EXERCISE OBJECTIVE:
Only an exact repetition of every entry counts as the answer.

DATA EXTRACTS:

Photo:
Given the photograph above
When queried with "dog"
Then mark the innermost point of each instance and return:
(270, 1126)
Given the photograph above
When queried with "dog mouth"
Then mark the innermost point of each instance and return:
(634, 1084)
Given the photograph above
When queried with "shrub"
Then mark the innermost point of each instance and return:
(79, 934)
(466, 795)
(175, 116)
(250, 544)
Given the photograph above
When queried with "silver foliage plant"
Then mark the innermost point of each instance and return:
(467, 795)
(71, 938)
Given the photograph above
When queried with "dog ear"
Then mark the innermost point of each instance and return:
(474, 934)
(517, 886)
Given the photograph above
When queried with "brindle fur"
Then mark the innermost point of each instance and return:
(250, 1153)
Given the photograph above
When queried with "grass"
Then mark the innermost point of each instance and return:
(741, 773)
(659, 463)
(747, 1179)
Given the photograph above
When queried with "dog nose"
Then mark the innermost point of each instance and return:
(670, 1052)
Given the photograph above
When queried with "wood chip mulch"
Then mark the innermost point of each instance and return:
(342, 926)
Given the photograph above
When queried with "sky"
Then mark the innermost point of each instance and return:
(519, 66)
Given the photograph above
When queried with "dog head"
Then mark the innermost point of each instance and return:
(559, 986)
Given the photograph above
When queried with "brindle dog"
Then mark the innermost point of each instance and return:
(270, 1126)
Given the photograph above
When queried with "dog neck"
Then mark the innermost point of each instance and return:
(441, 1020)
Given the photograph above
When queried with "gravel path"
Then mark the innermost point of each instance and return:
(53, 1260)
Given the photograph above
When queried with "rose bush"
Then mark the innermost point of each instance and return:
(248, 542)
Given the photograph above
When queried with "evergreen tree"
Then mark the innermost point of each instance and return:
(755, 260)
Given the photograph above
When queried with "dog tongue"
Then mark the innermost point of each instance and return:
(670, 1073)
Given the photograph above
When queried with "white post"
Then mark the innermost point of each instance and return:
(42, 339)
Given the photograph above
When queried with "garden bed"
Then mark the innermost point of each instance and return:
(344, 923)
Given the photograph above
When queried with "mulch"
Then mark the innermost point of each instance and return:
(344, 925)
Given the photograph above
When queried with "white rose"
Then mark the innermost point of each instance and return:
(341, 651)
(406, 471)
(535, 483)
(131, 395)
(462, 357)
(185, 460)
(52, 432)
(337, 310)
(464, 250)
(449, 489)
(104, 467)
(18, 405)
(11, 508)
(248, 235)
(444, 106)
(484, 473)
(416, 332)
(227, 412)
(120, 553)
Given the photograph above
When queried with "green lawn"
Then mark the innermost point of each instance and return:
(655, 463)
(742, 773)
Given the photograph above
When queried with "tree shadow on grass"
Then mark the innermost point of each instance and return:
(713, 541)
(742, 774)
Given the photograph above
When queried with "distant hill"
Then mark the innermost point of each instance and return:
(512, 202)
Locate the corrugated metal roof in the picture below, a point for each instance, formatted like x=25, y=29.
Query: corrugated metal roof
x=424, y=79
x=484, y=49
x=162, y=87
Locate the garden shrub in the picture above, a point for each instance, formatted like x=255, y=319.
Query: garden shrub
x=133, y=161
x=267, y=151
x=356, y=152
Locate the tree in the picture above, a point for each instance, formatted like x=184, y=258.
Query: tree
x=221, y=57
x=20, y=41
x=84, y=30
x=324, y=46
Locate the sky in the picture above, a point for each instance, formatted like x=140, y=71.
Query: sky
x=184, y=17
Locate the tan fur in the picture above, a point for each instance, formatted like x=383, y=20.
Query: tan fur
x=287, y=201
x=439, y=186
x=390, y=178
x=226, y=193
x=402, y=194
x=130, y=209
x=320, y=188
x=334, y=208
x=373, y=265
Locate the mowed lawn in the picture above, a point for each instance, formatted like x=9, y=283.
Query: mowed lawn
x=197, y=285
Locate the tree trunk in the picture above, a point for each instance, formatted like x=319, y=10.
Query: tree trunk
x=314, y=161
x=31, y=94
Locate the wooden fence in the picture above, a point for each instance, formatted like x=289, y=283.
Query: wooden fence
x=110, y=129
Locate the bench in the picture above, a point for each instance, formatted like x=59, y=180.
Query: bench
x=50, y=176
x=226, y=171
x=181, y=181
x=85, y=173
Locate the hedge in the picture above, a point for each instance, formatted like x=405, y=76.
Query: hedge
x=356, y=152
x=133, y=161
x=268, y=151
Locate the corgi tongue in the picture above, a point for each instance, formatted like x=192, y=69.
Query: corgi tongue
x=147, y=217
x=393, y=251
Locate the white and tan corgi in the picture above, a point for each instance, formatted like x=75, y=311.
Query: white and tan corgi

OUTPUT OF THE TASK:
Photo:
Given the photograph above
When queried with "dog"
Then mark the innermost point of each instance and return:
(270, 1126)
Given the photograph above
When queried with "dog mouth"
Then mark the innermost point of each instance and return:
(634, 1084)
Given the photograph above
When queried with "shrub"
Then mark the innermost point of each instance and return:
(79, 934)
(466, 795)
(175, 116)
(250, 544)
Given the photograph above
When queried with "silver foliage plant"
Then mark the innermost point of each instance and return:
(467, 795)
(71, 938)
Given the photograph above
When queried with "dog ear"
Then mark the innermost point of each instance and return:
(474, 934)
(517, 886)
Given the photograph above
When queried with "brindle fur"
Then mark the innermost point of each instance and return:
(250, 1153)
Given the photograph above
When queried with "grass"
Then mark the innermost point of each instance and return:
(741, 773)
(659, 463)
(747, 1179)
Given the photograph above
When queried with "dog nose"
Then mark the innermost point of each instance and return:
(670, 1052)
Given the photograph above
When queried with "wood chip mulch"
Then mark the innermost point of each instance and return:
(342, 926)
Given the photograph above
When queried with "sky"
Then mark the innermost point of each instance and return:
(519, 66)
Given the photograph above
When queried with "dog head"
Then mark the innermost point of each instance and return:
(559, 986)
Given the photograph above
When queried with "brindle dog"
Then mark the innermost point of each instance and return:
(270, 1126)
Given the photograph above
When queried with "dog neck"
Then mark the innermost point of each instance and return:
(441, 1020)
Given the photograph above
When queried with "gravel path"
Then mark the innermost point of each instance and return:
(53, 1260)
Given the photograph above
When queried with "rose bush"
Then mark the innermost point of each instance and return:
(248, 542)
Given the photograph above
When queried with "evergreen tree"
Then mark the innermost point of each instance and return:
(755, 260)
Given the photograph above
When queried with "dog tongue"
Then mark the innermost point of each instance and return:
(670, 1073)
Given the photograph above
When queried with "white post"
Then mark the innermost point of each instance and return:
(42, 339)
Given the photograph above
When queried with "garden bed"
Then mark the innermost point of each instance and return:
(344, 923)
Given the photograph above
When queried with "mulch"
Then mark the innermost point of each instance and return:
(344, 925)
Given the photograph above
When queried with "white rose"
Then mark the innermost point of each instance and return:
(341, 651)
(406, 471)
(535, 483)
(131, 395)
(462, 357)
(185, 460)
(52, 432)
(337, 310)
(464, 250)
(449, 489)
(104, 467)
(18, 405)
(11, 508)
(248, 235)
(444, 106)
(484, 473)
(416, 332)
(227, 412)
(120, 553)
Given the photograph above
When queried with "green lawn"
Then mark the innermost point of each instance and return:
(655, 463)
(742, 773)
Given the photograph above
When queried with "tree shadow on grass"
Then mark the innermost point of each instance and return:
(713, 541)
(742, 774)
Given the photograph above
When queried with "distant hill"
Then mark the innermost point of each instance and return:
(512, 202)
Locate the corrugated metal roof in the picture below, a point for each instance, formatted like x=25, y=29.
Query: corrugated metal roof
x=424, y=79
x=484, y=49
x=162, y=87
Locate the garden shrub in the picture above, a point for each instance, formatted like x=255, y=319.
Query: garden shrub
x=133, y=161
x=267, y=151
x=356, y=152
Locate the tree in the picture above, a point for each instance, formatted like x=184, y=258.
Query: tree
x=221, y=57
x=20, y=41
x=84, y=30
x=324, y=46
Locate the sky in the picture above, a point for each instance, formatted like x=140, y=71.
Query: sky
x=184, y=17
Locate the tan fur in the picture above, a point for each instance, formatted like x=383, y=20.
Query: tan fur
x=287, y=201
x=439, y=186
x=390, y=178
x=226, y=193
x=402, y=194
x=130, y=209
x=320, y=188
x=334, y=208
x=373, y=265
Locate the mowed lawn in the picture above, a point for each instance, formatted like x=9, y=283.
Query: mowed lawn
x=197, y=285
Locate the tree trunk in the picture above, a point for each instance, formatted like x=319, y=10.
Query: tree trunk
x=314, y=161
x=31, y=94
Locate the wooden fence in the picture above, a point for each instance, formatted like x=289, y=283.
Query: wooden fence
x=110, y=129
Locate the bench in the picture above, a point for each instance, formatted like x=59, y=180.
Query: bench
x=50, y=176
x=226, y=171
x=181, y=181
x=85, y=173
Locate the hedge in the picture above, a point for each instance, formatted like x=405, y=76.
Query: hedge
x=356, y=152
x=133, y=161
x=268, y=151
Locate the corgi tongue in the picture above, a point for each instance, formatted like x=192, y=69.
Query: corgi tongue
x=147, y=217
x=393, y=251
Locate the white and tan corgi in the picture above, a point for each instance, formatted like x=75, y=311.
Query: white and tan corgi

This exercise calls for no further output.